## Reading passage

· · · ·

"Quality of Education does have a price"
"Pre-schools and daycare centers have mushroomed like coffee shops in India"
Today, early childhood education and care is a multi crore business not only in India but globally too. Why is it a lucrative business? This is because parents are aware about the importance of early education and want to give the best possible education to their children to ensure their success in life.
Has the quality of early childhood education and care increased with the increase in quantity of centers and brands available? No it has not. Awareness and need for early childhood care has increased but the quality sadly has decreased due to focus on parameters like toys, furniture, ambience and advertising gaining more prominence and priority rather than curriculum, teacher training and development and learning material. Early childhood centers today are competing with each other aggressively but are trying to attract parents with inappropriate parameters like bill boards, automated admission procedures, too much of technological gadgets etc.
Early childhood education and care has two ‘clients’, the parent and the child, so you may attract the parent with ads, ambience etc. but ultimately it is the child who should also get a good experience and learning at the center. Incorrect selection of unqualified teachers leads to dissatisfaction both of parents and children which then results in ‘preschool-daycare hopping’ which further results in emotional and social problems in young children. At this age attachment is an important emotional bond and thus too many changes in teachers and environment lead to many childhood education stress in young children and their families. Many schools also prey on the traditional educational perceptions of parents- ‘more is better’ and end up increasing the burden and stress of learning on young brains. So instead of educating parents about the development of the essential five skills (physical, social, emotional, language, cognitive) in the early childhood years, these centers end up propagating and promoting rote learning and give a weak foundation to kids for future learning in math and reading.
Quality does have a price but it should be understood that quality needs to be delivered when there is a price. There is nothing wrong in charging fees as long as the fees are utilized for quality curriculum, teacher development and parent education which in turn lead to quality learning and quality experiences for young children. But sadly a lot of money is pumped in every other aspect of early childhood centers except what matters, i.e. – curriculum, teacher training and parent education.
Teacher salaries are pathetic, there is no benchmark set for minimum wages for early childhood teachers in India, so each school ends up paying what they want and in turn ending up with teachers who do not understand children and are unable to handle them thus resulting in negative practices like shouting, threatening and abusing children.
Curriculum for early childhood education centres is another point of concern as each state and area defines its own curriculum framework and give importance to what they perceive will be required by a a child to learn. This results in incorrect topics, incorrect methods of teaching, weak foundation of learning the 3 R’s, lack of readiness activities and learning stress in children.

· · · ·

## Task goal
From the article on early childhood education, copy the part that opens with the words "Quality does have" and closes with "and abusing children.", changing "parent education" to "family education".

## Dataset excerpt
· · · ·

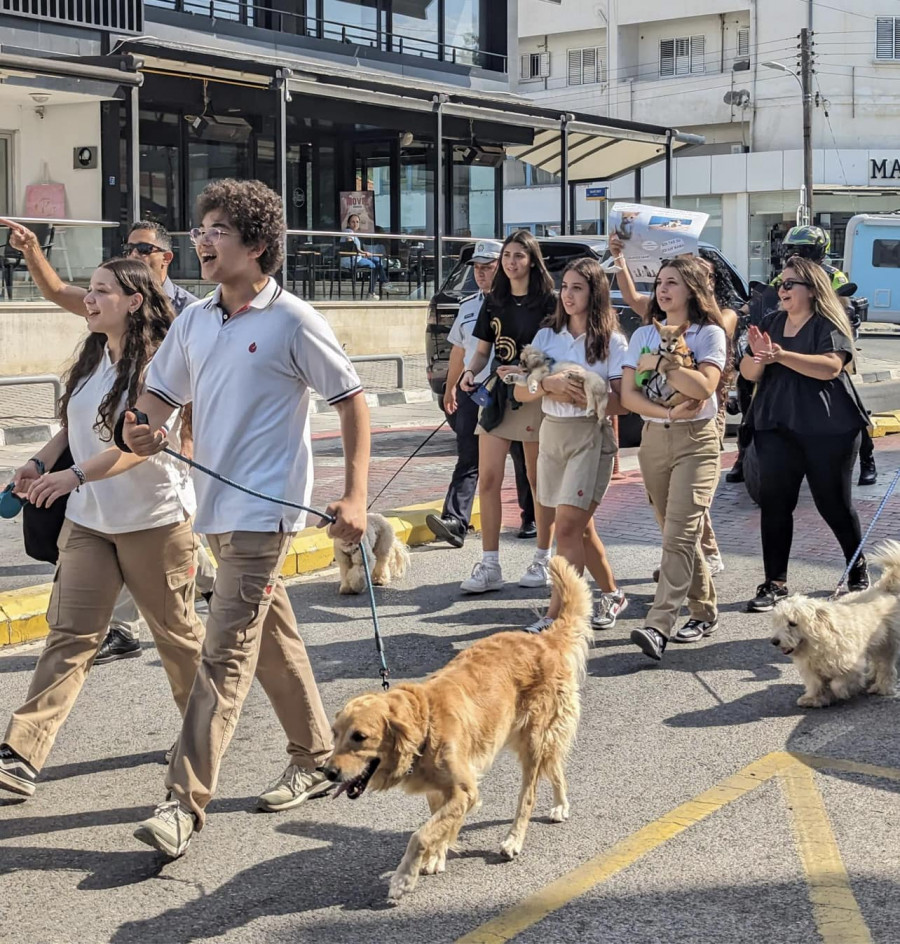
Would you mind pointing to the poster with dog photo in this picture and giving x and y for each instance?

· · · ·

## Solved exercise
Quality does have a price but it should be understood that quality needs to be delivered when there is a price. There is nothing wrong in charging fees as long as the fees are utilized for quality curriculum, teacher development and family education which in turn lead to quality learning and quality experiences for young children. But sadly a lot of money is pumped in every other aspect of early childhood centers except what matters, i.e. – curriculum, teacher training and family education.
Teacher salaries are pathetic, there is no benchmark set for minimum wages for early childhood teachers in India, so each school ends up paying what they want and in turn ending up with teachers who do not understand children and are unable to handle them thus resulting in negative practices like shouting, threatening and abusing children.